▸ **TEXT**
____
New research indicates that the genetic quality of sperm worsens as men get older, increasing a man's risk of being infertile, fathering unsuccessful pregnancies and passing along dwarfism and possibly other genetic diseases to his children.

A study led by scientists at Lawrence Livermore National Laboratory (LLNL) and the University of California, Berkeley, found a steady increase in sperm DNA fragmentation with increasing age of the study participants, along with increases in a gene mutation that causes achondroplasia, or dwarfism. The first changes were observed in men in their early reproductive years.

Earlier research by the same team indicated that male reproductive ability gradually worsens with age, as sperm counts decline and the sperm lose motility and their ability to swim in a straight line. In the current study, the researchers analyzed DNA damage, chromosomal abnormalities and gene mutations in semen samples from the same subjects 97 healthy, non-smoking LLNL employees and retirees between 22 and 80 years old and found that sperm motility showed a high correlation with DNA fragmentation, which is associated with increased risk of infertility and a reduced probability of fathering a successful pregnancy.
____
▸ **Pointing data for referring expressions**

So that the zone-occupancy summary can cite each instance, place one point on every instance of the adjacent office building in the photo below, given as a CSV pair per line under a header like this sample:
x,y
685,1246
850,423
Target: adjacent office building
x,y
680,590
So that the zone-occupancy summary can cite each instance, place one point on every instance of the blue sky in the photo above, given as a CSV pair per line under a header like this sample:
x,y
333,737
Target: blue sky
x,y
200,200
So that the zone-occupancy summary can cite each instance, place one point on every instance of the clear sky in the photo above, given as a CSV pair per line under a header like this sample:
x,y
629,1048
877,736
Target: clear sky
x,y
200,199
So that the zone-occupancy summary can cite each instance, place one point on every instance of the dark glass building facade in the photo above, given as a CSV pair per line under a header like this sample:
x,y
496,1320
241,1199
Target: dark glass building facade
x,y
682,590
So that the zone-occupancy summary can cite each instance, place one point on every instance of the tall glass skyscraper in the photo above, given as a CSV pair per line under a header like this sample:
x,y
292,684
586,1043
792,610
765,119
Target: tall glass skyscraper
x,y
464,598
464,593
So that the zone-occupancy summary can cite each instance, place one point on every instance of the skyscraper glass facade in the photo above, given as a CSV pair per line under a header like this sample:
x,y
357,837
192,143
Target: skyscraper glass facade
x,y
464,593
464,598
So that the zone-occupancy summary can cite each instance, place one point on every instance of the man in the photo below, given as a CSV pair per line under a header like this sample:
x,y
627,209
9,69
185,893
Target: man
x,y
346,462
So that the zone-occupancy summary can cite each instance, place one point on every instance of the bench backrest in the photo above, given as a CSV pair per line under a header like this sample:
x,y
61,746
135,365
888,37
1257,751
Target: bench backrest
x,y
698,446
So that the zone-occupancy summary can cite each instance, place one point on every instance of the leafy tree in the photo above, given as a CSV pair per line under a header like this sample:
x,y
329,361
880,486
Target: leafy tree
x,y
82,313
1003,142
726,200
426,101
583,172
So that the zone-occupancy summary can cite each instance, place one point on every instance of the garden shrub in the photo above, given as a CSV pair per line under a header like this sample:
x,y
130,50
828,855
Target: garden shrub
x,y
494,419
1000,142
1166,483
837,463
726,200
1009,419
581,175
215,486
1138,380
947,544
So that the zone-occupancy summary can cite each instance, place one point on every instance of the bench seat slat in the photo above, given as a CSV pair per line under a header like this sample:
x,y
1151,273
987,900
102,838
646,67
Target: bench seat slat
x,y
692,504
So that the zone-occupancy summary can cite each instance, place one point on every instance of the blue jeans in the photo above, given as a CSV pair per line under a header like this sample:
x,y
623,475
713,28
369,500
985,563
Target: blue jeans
____
▸ **REQUIRED WORK**
A. Answer these questions from the text on aging and sperm quality:
(i) Which two institutions led the study?
(ii) How many men took part, and what was their age range?
(iii) What condition does the gene mutation the study tracked cause?
B. Pick up the article on aging and sperm quality after its final sentence and carry it forward.

▸ **OUTPUTS BY TASK**
A.
(i) Lawrence Livermore National Laboratory (LLNL) and the University of California, Berkeley.
(ii) 97 men, aged 22 to 80.
(iii) Achondroplasia, or dwarfism.

B.
The study, "Advancing age has differential effects on DNA damage, chromatin integrity, gene mutations, and aneuploidies (chromosome abnormalities) in sperm," appears this week in the online edition of the Proceedings of the National Academy of Sciences.

"This study shows that men who wait until they're older to have children are not only risking difficulties conceiving, they could also be increasing the risk of having children with genetic problems," said co-lead author Andrew Wyrobek of LLNL.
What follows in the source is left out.